- **REQUESTS**
1. Answer these questions using the passage on BCI:
(a) Which group of people does the speaker call somewhat overlooked in the gaming industry?
(b) Besides brain input and standard inputs, what other input modality is named, and where does it come from?
(c) In what kinds of experiences does the passage say you typically need two hands for control?
2. Please return the section of the passage on BCI starting at "Yes, I absolutely" and ending at "learning analysis tasks.".

-- Start of GIVEN PASSAGE --

Do you see any potential for incorporating BCI into your current project? If so, how could it enhance the user experience or expand the project’s capabilities?
Yes, I absolutely see potential for incorporating BCI into my current projects. In fact, I use BCI in almost all of my projects, except for some specific machine learning analysis tasks.
There are two main reasons I’m drawn to using BCI. First, I’m passionate about making gaming more inclusive for people with different motor abilities, a demographic that has been somewhat overlooked in the industry. BCI has the potential to create fun and engaging gaming experiences that are accessible to everyone.
Secondly, BCI opens up exciting possibilities to study new types of interactions and user experiences. We can explore cooperation and coordination between players by mixing brain input with standard inputs and even other modalities like EMG input from the wrists. This field is ripe for exploration, similar to the early days of VR.
BCI can augment the user experience by creating an additional layer of interaction for everyone. It’s not about replacing standard input entirely, but rather about providing more options and flexibility. For example, in VR or XR experiences where you typically need two hands for control, we could replace some buttons with brain input. This would allow more people, including those missing fingers or with limited mobility, to fully engage with the experience.
However, incorporating BCI also presents unique design challenges. We need to consider universal design principles to ensure that these new input methods are usable and intuitive for everyone, regardless of their abilities. For example, we need to think carefully about how users will calibrate and control the BCI system, as well as how to provide clear and timely feedback.

-- End of GIVEN PASSAGE --
-- Start of MATERIAL SHOWN --

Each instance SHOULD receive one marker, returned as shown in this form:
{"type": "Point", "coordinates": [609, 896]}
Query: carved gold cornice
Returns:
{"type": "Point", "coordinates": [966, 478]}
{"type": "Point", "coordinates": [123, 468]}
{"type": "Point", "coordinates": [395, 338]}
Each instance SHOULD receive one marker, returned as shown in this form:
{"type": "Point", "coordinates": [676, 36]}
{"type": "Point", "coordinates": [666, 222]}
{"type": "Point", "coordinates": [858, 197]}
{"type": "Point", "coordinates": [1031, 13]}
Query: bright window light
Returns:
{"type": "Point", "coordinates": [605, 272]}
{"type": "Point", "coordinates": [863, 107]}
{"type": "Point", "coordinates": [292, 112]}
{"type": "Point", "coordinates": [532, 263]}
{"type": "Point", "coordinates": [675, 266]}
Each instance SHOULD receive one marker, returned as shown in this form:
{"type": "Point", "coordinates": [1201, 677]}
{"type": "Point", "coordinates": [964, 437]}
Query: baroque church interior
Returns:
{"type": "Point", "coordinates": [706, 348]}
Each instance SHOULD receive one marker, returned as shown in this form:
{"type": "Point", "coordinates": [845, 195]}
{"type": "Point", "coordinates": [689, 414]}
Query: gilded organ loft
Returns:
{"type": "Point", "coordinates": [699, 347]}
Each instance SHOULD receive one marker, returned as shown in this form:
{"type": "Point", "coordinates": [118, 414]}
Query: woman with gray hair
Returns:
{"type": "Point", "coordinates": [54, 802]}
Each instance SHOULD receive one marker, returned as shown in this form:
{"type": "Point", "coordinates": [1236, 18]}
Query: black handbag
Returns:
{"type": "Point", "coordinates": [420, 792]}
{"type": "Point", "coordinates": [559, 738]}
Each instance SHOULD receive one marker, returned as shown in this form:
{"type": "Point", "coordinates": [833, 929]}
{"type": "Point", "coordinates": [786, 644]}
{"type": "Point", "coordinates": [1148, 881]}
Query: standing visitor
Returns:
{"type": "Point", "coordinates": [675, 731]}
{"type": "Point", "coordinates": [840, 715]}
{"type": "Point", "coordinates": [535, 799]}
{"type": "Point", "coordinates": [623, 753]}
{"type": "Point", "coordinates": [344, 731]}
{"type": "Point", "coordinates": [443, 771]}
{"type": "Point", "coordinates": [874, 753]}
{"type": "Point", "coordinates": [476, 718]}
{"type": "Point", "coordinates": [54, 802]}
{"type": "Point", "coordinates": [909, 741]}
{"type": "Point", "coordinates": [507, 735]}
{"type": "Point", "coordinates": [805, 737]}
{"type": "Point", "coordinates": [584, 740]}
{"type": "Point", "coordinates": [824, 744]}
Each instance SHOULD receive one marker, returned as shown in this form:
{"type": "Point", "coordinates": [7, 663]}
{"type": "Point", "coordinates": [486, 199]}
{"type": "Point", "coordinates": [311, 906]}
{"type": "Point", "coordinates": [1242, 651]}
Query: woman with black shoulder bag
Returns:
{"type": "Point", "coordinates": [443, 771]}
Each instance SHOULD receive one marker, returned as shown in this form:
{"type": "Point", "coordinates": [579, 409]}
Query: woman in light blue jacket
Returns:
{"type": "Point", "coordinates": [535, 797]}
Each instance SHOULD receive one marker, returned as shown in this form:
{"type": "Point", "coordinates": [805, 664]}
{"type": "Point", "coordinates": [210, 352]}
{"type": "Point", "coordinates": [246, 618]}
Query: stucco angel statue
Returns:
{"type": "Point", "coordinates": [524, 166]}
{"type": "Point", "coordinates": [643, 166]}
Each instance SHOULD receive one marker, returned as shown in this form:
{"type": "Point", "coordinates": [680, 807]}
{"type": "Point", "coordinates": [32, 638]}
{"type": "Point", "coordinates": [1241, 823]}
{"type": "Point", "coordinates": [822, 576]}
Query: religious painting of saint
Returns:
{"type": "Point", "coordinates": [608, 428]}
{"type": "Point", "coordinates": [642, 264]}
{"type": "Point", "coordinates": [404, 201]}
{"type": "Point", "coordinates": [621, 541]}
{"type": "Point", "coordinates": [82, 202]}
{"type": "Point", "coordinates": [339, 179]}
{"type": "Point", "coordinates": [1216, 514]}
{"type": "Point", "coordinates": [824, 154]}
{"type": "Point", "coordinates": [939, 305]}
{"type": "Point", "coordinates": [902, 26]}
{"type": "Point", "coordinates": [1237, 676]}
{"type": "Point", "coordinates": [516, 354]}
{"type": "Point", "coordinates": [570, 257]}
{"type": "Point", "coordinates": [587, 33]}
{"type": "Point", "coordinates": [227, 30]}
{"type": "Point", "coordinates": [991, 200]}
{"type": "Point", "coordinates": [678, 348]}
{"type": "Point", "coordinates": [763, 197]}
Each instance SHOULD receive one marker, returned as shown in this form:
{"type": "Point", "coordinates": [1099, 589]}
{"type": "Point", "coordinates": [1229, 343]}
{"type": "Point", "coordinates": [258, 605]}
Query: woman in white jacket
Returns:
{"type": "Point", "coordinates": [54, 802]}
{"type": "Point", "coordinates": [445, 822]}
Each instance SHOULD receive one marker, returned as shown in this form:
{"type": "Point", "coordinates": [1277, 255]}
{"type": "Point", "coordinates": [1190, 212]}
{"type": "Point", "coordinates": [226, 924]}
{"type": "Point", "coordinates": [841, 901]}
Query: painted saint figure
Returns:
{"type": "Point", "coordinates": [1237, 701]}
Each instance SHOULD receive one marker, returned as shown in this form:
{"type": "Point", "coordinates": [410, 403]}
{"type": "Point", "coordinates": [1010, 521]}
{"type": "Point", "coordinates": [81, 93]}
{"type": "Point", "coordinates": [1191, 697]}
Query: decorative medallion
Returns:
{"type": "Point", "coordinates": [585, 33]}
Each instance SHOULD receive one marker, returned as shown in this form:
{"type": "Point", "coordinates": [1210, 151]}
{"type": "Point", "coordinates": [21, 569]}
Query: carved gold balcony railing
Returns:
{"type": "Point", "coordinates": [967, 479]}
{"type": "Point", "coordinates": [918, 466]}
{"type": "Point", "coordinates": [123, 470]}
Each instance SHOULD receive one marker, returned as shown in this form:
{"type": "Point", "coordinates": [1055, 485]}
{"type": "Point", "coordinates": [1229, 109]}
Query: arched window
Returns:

-- End of MATERIAL SHOWN --

- **RESPONSES TO THE TASKS**
1.
(a) People with different motor abilities.
(b) EMG input, from the wrists.
(c) VR or XR experiences.

2.
Yes, I absolutely see potential for incorporating BCI into my current projects. In fact, I use BCI in almost all of my projects, except for some specific machine learning analysis tasks.